__AIM OF THE TASK__
Scan the lines below for the string "insect" and report how many lines contain it, giving only the number.
··· MATERIAL PROVIDED
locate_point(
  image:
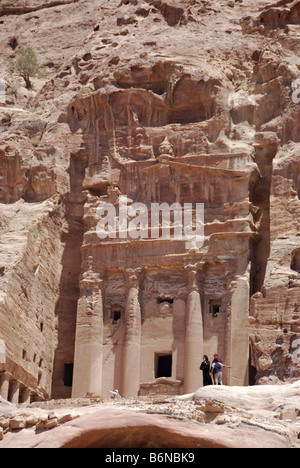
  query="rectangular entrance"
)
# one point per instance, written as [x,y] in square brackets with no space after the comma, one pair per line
[163,365]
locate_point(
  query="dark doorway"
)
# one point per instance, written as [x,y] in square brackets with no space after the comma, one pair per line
[163,365]
[68,375]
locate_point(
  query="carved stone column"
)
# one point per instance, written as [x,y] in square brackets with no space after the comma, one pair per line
[193,334]
[89,337]
[14,391]
[132,340]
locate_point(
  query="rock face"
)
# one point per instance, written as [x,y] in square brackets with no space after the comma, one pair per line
[213,417]
[148,102]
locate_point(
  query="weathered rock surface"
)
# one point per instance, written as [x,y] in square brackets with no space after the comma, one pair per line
[133,92]
[213,417]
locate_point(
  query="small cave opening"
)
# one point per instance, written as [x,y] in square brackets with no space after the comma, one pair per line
[295,263]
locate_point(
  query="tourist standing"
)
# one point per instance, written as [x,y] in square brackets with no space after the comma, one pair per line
[205,367]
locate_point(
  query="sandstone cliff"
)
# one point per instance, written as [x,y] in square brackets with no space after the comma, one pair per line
[121,80]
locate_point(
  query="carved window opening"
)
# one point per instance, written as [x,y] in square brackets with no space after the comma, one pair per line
[295,263]
[68,375]
[163,365]
[161,300]
[215,307]
[116,314]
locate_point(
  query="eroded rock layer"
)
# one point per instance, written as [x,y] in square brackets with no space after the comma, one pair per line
[148,102]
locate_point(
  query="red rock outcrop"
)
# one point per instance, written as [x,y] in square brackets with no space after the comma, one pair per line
[159,101]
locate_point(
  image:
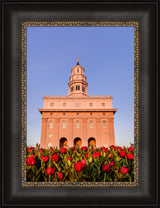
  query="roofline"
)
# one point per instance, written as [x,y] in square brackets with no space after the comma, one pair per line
[77,110]
[67,97]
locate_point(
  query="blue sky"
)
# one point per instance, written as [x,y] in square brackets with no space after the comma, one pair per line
[106,53]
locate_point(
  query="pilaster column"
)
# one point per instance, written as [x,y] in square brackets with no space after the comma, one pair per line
[70,138]
[85,139]
[43,133]
[56,129]
[98,133]
[111,131]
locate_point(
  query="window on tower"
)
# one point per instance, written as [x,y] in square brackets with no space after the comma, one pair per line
[77,125]
[104,124]
[77,87]
[91,124]
[50,124]
[63,124]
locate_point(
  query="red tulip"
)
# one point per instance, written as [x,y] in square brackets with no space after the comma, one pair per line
[50,171]
[124,170]
[31,161]
[60,175]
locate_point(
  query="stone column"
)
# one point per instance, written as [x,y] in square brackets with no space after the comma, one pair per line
[70,133]
[56,139]
[111,131]
[85,139]
[43,133]
[98,133]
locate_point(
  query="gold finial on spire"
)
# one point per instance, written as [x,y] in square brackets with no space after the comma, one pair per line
[77,61]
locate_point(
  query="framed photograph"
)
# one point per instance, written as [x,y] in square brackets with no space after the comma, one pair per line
[80,103]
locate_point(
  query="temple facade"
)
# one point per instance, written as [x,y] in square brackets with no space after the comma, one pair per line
[77,119]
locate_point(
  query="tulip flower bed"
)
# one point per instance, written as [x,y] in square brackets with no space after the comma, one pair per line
[80,164]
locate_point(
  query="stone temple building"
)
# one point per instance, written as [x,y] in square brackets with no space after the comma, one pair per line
[77,119]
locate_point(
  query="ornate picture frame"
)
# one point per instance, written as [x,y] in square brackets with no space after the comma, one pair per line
[16,19]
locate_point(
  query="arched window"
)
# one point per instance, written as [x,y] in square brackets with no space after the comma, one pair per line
[63,124]
[77,125]
[77,87]
[91,142]
[50,135]
[50,124]
[77,142]
[49,145]
[91,124]
[63,142]
[104,124]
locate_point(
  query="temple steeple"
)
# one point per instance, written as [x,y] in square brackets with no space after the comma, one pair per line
[77,84]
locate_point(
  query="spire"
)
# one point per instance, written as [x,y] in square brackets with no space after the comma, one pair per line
[77,61]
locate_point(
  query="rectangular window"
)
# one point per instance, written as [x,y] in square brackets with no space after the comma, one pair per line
[77,87]
[104,124]
[63,124]
[91,124]
[77,125]
[50,124]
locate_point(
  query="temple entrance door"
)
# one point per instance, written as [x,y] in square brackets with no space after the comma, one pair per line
[63,142]
[77,142]
[92,142]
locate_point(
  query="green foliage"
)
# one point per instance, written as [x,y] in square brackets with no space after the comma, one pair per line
[91,164]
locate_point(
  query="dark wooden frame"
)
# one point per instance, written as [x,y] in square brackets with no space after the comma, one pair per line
[13,193]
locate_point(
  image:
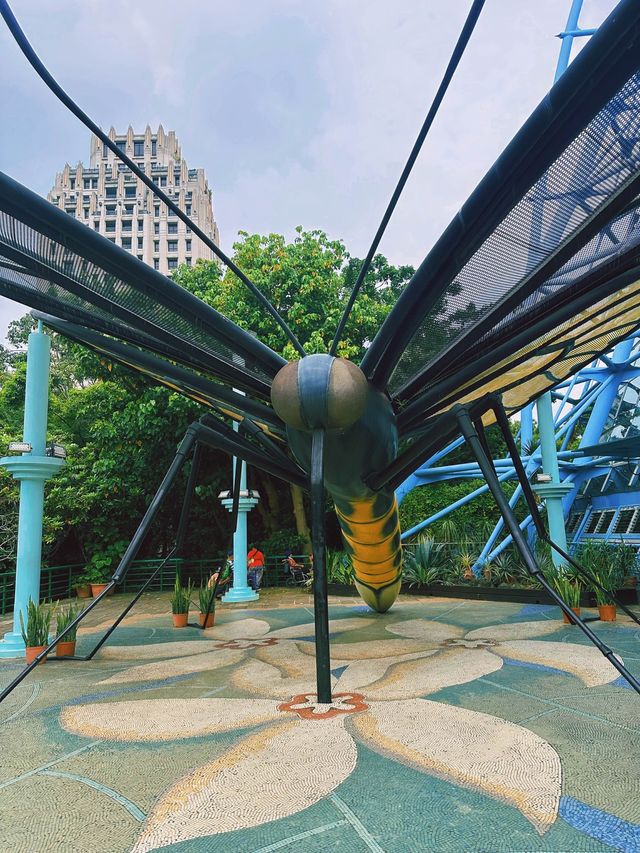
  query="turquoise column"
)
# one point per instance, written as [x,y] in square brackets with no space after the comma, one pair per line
[553,491]
[31,469]
[240,591]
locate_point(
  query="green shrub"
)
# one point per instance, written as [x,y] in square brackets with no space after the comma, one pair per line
[181,596]
[65,617]
[38,623]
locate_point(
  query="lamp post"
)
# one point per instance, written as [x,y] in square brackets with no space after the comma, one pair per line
[240,591]
[36,464]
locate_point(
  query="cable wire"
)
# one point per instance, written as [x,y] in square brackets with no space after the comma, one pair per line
[456,56]
[58,91]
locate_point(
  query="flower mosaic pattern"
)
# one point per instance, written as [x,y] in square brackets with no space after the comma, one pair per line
[293,752]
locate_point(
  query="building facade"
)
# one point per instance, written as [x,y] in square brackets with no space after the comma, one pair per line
[108,197]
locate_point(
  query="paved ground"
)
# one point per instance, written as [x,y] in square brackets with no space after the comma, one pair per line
[456,726]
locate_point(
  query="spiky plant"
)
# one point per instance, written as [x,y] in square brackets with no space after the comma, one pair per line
[38,623]
[63,619]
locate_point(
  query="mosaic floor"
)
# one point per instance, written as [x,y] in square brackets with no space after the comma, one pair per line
[456,726]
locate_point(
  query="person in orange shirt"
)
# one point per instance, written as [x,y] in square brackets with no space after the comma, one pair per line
[255,567]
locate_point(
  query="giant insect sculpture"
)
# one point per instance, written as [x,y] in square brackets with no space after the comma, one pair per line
[536,275]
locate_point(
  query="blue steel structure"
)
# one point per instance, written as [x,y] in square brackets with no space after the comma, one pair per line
[603,509]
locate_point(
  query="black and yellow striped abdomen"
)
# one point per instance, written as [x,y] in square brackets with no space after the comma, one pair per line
[371,530]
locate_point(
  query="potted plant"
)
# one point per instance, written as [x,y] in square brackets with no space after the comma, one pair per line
[36,634]
[207,598]
[82,586]
[603,562]
[67,645]
[180,601]
[102,565]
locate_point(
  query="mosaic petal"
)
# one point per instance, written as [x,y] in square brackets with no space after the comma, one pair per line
[150,651]
[240,629]
[263,679]
[413,678]
[176,666]
[336,626]
[279,771]
[516,630]
[165,719]
[361,673]
[474,750]
[585,662]
[430,632]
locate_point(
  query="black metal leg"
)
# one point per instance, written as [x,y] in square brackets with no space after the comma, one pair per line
[320,595]
[128,557]
[529,495]
[486,466]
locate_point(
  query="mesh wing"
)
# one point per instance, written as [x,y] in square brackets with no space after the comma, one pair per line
[559,203]
[55,264]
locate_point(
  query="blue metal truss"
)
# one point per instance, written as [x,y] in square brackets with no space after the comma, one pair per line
[598,390]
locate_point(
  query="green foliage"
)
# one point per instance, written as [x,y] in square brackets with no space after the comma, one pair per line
[470,522]
[566,584]
[181,596]
[607,564]
[64,617]
[206,598]
[426,563]
[38,623]
[282,541]
[339,568]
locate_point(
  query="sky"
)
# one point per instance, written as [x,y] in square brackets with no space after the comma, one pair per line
[301,112]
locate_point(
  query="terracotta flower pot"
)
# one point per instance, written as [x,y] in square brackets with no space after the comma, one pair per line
[210,620]
[65,648]
[566,619]
[32,653]
[607,612]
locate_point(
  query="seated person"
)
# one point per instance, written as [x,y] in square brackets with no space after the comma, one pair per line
[255,567]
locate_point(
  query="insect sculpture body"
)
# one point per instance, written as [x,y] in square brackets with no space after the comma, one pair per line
[322,392]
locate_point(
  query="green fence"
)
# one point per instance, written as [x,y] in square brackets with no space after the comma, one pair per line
[57,582]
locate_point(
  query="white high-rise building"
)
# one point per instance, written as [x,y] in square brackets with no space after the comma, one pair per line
[109,198]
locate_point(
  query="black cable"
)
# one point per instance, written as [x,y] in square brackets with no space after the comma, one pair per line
[58,91]
[456,56]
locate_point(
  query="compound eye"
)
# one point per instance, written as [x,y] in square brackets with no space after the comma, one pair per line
[319,391]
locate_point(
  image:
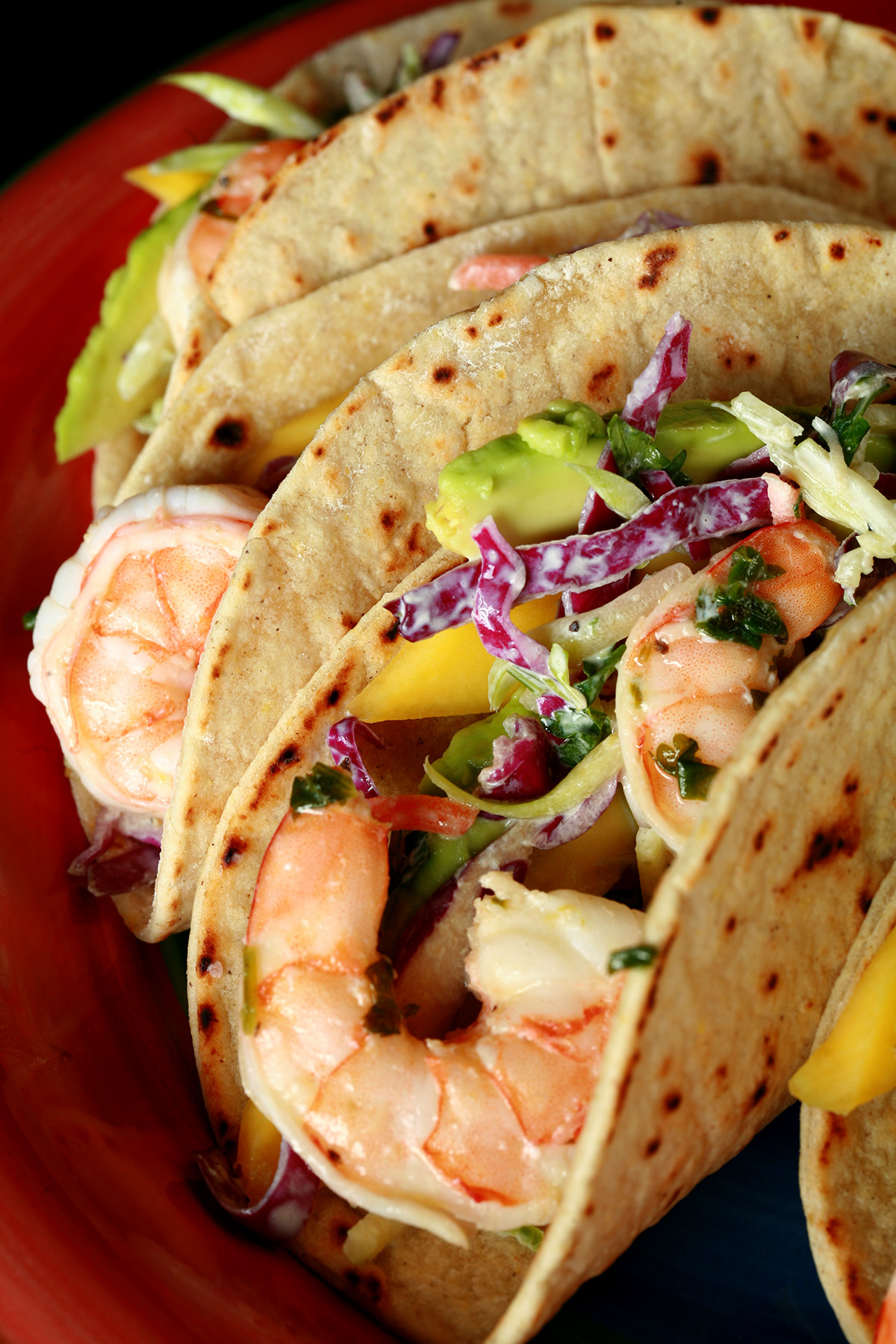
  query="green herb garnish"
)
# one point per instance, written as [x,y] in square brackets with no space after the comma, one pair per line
[732,612]
[385,1018]
[635,452]
[633,959]
[680,759]
[324,784]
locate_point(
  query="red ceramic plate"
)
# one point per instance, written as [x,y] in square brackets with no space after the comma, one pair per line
[107,1233]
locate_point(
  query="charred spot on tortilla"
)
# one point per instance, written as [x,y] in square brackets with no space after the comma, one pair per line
[391,108]
[655,262]
[484,58]
[228,433]
[707,168]
[860,1303]
[234,851]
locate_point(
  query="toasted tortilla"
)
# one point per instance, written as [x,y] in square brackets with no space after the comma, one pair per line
[770,305]
[847,1174]
[279,364]
[751,924]
[598,102]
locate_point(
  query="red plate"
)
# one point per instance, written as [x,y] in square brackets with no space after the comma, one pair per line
[107,1233]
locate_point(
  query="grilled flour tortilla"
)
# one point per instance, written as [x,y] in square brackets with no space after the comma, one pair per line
[847,1163]
[751,925]
[583,107]
[281,364]
[347,524]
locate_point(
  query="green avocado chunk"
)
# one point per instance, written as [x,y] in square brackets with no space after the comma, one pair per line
[712,438]
[524,480]
[93,410]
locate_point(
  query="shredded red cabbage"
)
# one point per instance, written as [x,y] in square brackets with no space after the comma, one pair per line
[667,370]
[682,515]
[343,746]
[520,762]
[655,222]
[282,1210]
[570,826]
[500,581]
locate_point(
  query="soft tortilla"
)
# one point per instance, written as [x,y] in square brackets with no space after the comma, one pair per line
[770,302]
[847,1175]
[598,102]
[285,362]
[753,924]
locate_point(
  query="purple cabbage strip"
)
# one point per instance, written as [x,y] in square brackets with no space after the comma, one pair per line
[500,581]
[114,863]
[655,222]
[684,515]
[441,50]
[282,1210]
[853,374]
[667,370]
[520,764]
[341,741]
[570,826]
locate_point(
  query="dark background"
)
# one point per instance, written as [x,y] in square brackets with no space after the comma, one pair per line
[63,65]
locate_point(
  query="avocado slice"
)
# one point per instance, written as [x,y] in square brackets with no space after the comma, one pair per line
[93,409]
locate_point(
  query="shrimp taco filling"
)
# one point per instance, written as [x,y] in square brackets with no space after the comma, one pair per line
[393,947]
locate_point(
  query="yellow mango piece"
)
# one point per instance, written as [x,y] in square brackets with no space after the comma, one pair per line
[595,860]
[290,440]
[857,1062]
[169,187]
[257,1152]
[447,673]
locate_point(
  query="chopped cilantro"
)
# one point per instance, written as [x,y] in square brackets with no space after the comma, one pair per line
[323,785]
[630,959]
[680,759]
[732,612]
[635,452]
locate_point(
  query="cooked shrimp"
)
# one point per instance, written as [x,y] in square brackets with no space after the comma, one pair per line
[477,1128]
[188,265]
[680,682]
[117,643]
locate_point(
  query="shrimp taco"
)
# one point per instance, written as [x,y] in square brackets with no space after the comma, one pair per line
[754,94]
[455,920]
[848,1132]
[156,323]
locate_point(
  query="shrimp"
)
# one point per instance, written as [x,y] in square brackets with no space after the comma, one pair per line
[679,682]
[473,1129]
[187,268]
[117,643]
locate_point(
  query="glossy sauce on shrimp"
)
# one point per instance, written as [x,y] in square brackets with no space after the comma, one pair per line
[117,643]
[679,682]
[477,1128]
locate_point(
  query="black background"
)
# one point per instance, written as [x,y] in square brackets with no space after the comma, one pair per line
[63,65]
······
__RESULT OF THIS EXERCISE__
2